Problem to work on => Count the lines in the following items that contain the string "below", treating uppercase and lowercase as different, and reply with only that number.

Entries provided =>
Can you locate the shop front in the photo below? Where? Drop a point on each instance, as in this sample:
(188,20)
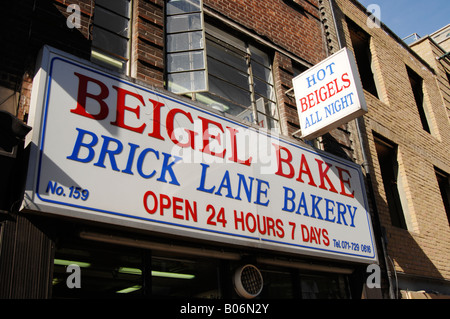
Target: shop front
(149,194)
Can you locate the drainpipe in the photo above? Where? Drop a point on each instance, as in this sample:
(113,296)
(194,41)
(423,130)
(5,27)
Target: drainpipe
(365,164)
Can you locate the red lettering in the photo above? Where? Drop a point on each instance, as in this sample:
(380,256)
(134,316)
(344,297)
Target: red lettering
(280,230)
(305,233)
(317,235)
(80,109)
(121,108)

---

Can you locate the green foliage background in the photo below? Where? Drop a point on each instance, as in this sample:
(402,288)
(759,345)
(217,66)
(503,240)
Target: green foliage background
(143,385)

Output for this exercise => 2